**Work instructions**
Starting at the line that contains "the illuminated building", restate each line word for word through the final line of the data, keeping both ends.

### Records to process ###

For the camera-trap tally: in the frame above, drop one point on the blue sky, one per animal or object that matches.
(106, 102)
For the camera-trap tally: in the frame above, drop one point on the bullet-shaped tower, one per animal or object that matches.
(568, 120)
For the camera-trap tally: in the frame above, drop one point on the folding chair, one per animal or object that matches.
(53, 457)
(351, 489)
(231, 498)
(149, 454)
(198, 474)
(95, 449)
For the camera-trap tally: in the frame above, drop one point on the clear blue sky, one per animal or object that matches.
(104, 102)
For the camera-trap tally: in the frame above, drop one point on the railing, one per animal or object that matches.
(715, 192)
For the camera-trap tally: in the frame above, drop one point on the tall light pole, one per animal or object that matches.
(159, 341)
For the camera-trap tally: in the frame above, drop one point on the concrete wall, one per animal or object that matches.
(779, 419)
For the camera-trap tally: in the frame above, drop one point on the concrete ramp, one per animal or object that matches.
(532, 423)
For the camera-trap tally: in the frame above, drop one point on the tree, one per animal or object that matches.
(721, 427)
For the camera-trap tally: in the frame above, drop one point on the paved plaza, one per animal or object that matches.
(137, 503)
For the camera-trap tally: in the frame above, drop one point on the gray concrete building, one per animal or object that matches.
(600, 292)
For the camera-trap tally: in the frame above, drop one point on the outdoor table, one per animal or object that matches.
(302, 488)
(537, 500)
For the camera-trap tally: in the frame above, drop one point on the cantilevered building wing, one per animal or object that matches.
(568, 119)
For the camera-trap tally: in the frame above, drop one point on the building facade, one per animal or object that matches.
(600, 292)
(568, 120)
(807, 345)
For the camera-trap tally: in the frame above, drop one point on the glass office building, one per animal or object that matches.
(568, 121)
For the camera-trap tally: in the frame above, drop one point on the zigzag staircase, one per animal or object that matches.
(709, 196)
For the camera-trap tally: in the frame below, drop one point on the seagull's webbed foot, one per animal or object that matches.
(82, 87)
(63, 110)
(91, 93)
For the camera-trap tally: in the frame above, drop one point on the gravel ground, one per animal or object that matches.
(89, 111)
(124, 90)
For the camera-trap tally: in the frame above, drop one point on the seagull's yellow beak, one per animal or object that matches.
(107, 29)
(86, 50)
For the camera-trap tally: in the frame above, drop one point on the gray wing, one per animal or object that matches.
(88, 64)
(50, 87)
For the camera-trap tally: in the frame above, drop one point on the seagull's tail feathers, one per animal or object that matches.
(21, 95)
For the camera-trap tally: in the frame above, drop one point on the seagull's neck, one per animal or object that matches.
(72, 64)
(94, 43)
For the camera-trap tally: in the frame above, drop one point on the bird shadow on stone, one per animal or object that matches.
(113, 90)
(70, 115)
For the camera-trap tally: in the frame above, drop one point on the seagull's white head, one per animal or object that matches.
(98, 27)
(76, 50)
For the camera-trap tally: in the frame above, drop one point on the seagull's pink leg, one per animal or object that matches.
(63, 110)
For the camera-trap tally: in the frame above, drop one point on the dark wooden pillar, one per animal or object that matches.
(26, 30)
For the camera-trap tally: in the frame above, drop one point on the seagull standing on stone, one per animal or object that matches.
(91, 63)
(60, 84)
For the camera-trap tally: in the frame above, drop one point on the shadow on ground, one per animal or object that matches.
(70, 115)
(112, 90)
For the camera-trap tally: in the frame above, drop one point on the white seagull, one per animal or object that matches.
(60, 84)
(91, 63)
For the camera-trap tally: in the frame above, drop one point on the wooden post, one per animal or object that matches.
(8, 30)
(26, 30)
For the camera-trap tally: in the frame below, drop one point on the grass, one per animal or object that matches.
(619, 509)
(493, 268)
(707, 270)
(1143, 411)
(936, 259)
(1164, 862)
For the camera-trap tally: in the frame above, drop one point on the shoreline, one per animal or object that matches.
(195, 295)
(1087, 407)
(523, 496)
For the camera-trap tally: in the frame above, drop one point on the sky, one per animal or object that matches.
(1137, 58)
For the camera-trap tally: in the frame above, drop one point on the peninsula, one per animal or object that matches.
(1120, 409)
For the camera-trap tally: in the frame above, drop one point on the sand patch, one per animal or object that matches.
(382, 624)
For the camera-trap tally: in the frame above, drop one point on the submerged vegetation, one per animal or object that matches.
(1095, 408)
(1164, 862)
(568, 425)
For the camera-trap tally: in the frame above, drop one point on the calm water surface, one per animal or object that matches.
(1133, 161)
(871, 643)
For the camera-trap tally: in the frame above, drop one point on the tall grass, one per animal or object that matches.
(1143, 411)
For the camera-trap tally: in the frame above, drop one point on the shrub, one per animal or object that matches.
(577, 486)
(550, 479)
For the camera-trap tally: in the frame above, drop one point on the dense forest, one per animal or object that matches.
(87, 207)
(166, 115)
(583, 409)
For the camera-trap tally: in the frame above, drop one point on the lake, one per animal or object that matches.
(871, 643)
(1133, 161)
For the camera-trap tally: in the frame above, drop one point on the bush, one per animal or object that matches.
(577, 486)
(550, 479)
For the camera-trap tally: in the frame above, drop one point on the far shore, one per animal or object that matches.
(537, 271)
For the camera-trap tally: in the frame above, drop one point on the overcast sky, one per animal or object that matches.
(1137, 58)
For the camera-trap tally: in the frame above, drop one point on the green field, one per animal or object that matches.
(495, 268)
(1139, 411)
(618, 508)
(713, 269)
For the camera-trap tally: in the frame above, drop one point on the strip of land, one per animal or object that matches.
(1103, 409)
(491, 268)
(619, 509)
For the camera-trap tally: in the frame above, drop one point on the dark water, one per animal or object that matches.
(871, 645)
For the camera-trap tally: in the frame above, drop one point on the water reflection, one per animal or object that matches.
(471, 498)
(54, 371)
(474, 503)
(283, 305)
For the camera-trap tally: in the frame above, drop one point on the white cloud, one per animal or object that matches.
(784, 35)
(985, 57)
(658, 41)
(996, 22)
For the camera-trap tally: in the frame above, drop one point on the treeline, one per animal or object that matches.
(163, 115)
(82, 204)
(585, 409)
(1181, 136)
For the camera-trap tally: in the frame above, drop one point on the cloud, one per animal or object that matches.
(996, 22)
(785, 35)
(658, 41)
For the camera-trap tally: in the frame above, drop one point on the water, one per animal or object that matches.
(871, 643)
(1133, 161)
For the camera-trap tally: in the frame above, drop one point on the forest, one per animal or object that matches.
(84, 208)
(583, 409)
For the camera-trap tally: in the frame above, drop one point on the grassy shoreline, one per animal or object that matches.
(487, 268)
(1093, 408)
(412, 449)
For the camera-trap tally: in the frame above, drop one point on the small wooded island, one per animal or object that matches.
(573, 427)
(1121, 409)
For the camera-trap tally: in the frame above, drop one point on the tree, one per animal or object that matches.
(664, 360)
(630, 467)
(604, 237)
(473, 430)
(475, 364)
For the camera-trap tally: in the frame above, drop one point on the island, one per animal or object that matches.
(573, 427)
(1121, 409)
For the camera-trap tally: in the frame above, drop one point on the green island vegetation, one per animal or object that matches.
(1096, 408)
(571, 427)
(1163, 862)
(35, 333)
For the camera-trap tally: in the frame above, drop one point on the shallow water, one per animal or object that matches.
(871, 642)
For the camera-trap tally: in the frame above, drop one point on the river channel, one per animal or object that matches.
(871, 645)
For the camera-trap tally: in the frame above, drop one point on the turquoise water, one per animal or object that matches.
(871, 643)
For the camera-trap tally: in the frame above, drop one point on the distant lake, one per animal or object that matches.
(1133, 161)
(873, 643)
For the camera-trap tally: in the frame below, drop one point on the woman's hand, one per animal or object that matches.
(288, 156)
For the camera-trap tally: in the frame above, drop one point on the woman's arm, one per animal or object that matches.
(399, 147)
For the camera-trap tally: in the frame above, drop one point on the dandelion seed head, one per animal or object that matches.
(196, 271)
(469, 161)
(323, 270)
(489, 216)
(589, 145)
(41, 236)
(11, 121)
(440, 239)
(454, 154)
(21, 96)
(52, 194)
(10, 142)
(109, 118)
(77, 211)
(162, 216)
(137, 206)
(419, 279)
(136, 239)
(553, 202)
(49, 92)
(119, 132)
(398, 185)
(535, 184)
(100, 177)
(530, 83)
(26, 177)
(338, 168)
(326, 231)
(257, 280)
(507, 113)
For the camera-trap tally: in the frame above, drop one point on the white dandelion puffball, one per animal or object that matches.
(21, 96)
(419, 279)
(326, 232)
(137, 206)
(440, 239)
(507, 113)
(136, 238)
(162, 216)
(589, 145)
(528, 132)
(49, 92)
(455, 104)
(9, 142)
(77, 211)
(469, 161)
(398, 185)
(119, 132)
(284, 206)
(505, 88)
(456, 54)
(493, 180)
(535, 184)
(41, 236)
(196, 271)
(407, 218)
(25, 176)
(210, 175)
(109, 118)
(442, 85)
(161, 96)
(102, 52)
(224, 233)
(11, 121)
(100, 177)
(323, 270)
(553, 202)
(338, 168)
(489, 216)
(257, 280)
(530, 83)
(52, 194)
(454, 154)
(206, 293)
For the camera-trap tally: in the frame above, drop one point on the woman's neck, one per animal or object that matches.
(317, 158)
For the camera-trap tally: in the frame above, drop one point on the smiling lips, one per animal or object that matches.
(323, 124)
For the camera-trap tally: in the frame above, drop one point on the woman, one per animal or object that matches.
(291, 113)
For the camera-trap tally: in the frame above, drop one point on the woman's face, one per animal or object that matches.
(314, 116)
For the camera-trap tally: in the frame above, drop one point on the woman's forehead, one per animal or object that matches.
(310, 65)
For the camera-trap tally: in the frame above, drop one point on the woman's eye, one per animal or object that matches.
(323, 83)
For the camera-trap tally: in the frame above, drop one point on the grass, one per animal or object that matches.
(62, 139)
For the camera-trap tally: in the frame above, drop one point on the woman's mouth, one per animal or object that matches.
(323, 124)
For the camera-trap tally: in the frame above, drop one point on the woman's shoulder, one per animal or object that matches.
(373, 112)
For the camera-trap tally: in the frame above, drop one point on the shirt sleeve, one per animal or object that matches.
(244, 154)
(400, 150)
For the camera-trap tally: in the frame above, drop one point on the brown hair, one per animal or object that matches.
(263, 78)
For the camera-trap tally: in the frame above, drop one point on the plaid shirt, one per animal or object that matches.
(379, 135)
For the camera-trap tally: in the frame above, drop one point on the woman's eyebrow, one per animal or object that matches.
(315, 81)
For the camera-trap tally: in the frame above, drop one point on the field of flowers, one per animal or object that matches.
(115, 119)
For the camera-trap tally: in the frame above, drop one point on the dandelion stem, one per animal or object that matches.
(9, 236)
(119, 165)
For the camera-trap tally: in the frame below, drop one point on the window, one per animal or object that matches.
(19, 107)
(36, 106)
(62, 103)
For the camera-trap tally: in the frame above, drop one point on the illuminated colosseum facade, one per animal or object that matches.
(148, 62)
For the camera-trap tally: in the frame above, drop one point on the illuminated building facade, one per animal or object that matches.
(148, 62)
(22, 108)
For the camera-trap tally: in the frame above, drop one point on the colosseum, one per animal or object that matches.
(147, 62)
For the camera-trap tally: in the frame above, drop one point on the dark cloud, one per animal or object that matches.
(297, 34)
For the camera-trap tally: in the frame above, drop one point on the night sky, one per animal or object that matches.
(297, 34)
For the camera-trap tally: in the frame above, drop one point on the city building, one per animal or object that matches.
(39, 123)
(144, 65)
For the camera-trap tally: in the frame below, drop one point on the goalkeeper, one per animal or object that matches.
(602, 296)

###

**Answer for this exercise**
For the camera-trap tally: in the frame above, drop one point on the illuminated building facade, one per animal or object that matches.
(148, 62)
(22, 108)
For the camera-trap tally: in the frame above, drop one point on the colosseum, one per animal or object that matches.
(147, 62)
For the camera-trap tally: in the frame above, drop one point on the dark cloud, one per animal or object that matches.
(297, 34)
For the camera-trap tally: in the frame above, drop one point on the night sky, one per animal or object that matches.
(297, 34)
For the camera-trap tally: in the frame above, drop one point on the city building, one per animal or object that matches.
(39, 123)
(144, 65)
For the camera-trap tally: in the frame below, drop one point on the goalkeeper, one per animal or object that matches.
(602, 296)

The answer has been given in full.